Excerpt provided:
________

Given Martin France's history, Spin Marvel is a real surprise. This music is ambitious, abstract and remarkably contemporary. There's no hint of jovial parochialism or the tyranny of 'real jazz' (whatever that means). Spin Marvel deserves the sort of attention that defining labels like Thirsty Ear's Blue Series or Rune Grammofon are accorded, here's hoping it gets it.








 






Jazz Views on-Line 039 September 2005

Reviewed by Nick Lea 

After 25 years as a creative force on the contempoary jazz scene, and having recorded on some 50 albums as sideman, drummer Martin France has now decided to release his first album as leader. An eclectic concoction that brings together elements of rockand jazz within the musical vocabulary used, combined with electronic percussion, sequencing and other technological devices to create a truly tantalising mix.

From the opening bass line laid down by Harries on 'Nepenthe', interspersed with John Parricelli's guitar there is a sense of the unexpected. The barrage of percussion that seems the obvious direction for the music (especially given that there are two drummers featured on the album) just doesn't come. The guitar is used for colouration with bass and drums stepping subtly to the fore, but such is the way all the instruments are blended with the electronic gadgetry that there is the feeling that everything has it's place carefully mapped out in the grand scheme of things.

And this in essense is pretty much the way the CD unfolds. If a track like 'Gwig9' is allowed to cut loose, elsewhere things are kept pretty tight and focussed within the framework and context presented. It is pretty easy for things to then be allowed to fall apart in an environment where the overall shape of the compositions, structure and texture are created after the event at the mixing and editing desks where and an over imaginative mind can lead the music away from the natural flow created by human input in real time into a state of self-indulgence.

It is to France's credit that this never even hints at becoming an issue on a compelling set that travels a considerable distance within it's 42 minute playing time, with a hint of the Orient apparent in several of the pieces. This is a side to Martin's playing that I have not come across before, and now that I have become acquainted I am intrigued t find out where this particular musical journey will lead.



















































































www.mikedolbear.com
Review

By
Ed Stern

I don’t know anyone who upon seeing a modern sequencer/audio production program hasn’t wondered what they could do, given time, a studio, enough coffee and a few chums to play the instruments they can’t. Just think, you could sample some stuff, lay down some grooves, play over the top of them, arrange some nice sequences and then tweak and massage them digitally until…um…until they sound good. For most musicians it ends up being the 21st Century equivalent of adding a string section to your band – it just shows up the weakness of the material and the paucity of ideas even more clearly.

Only a very precious few can survive the ruthlessly exposing environment of the digital studio and emerge with more than they went in with. And only a few of them will make anything approaching new music that doesn’t immediately remind you of something else. Among this blessed few avoiding the footsteps of Brian Eno we can now count Martin France, woefully under-rated British drum wonder, longtime best-of-British Jazz sideman and now captain (and builder) of the good ship Spin Marvel.

________

Continue the reviews of Martin France's Spin Marvel album above, picking up after the last sentence shown.

Information supplied:

________

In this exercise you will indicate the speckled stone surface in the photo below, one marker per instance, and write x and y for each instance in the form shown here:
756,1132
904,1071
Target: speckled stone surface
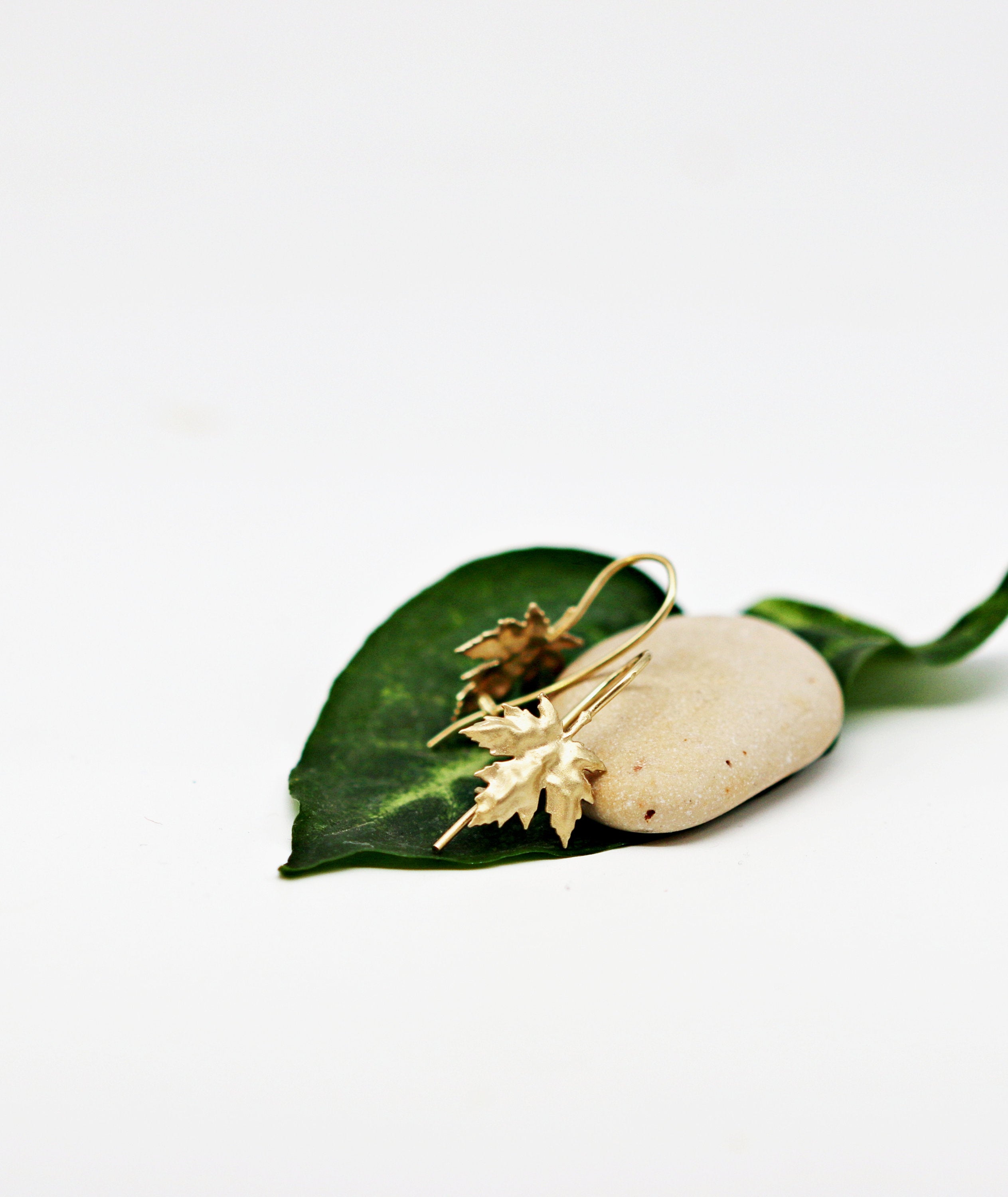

________

Expected answer:
Justly famed amongst the stickerati for his superlative technique and taste - he’s one of the few drummers who can trigger samples without making them sound like a travelling salesman jabbing at the doorbell - France has broken new ground with Spin Marvel. The band consists of him on drums and percussion, Eno and David Holmes collaborator Tim Harries on bass, fellow former Loose Tube John Parricelli on guitar, and Norwegian drummer Terje Evensen handling keyboards, programming and sequencing.
Spin Marvel CD

In an age where everything has to be neatly labelled for marketing, it’s wonderful that artists are putting out work of this quality that evades any convenient genre. I don’t know what to call it, although there’s something here for everyone. France is best known for his Jazz work with Loose Tubes and Human Chain, but while Spin Marvel showcases his invention and ensemble sensitivity, it doesn’t sound like Jazz as we or anyone else know it. Audiophiles and Sound On Sound subscribers will swoon to the audio alchemy and brilliantly realised soundscapes but may be unfamiliar with this intensity of musical spontaneity and fire while the hard-edge improvisation (sorry “spontaneous composition”) crowd will marvel at the invention and imagination, but may puzzle at the intricacy and calculation of the production. Ascetic ambient techno monkeys will thrill at the intricacy and dynamism of the production, but might boggle at its emotional depth and sweep. Closer to our own hearts, drummer completists who already own all the other albums-by-drummers might expect another contrived menu of grooves and chops sprinkled by a few celebrity mates putting their freebie endorsee instruments through a gentle workout. No such danger here.

Spin Marvel’s success is that it has managed to capture the fierce spontaneity of the musicians’ interplay while transforming their sounds without ending up as a sonic soup. The challenge of digital production is that there are so few restrictions; there’s nothing stopping you from tweaking the sound in every direction, and infinite choice is usually a lethal environment for music, clogging every bar with every possible musical idea. This usually produces albums that are the sonic equivalent of those long-exposure photos of trotting dogs that show the legs in every possible position at once – you just want to hear the one right idea amongst all the clutter. Spin Marvel is a constellation of clear musical ideas, expressed virtuosically, and tastefully tweaking what would appear a limited palette of drums, bass, guitar beyond the familiar into new sonic territory.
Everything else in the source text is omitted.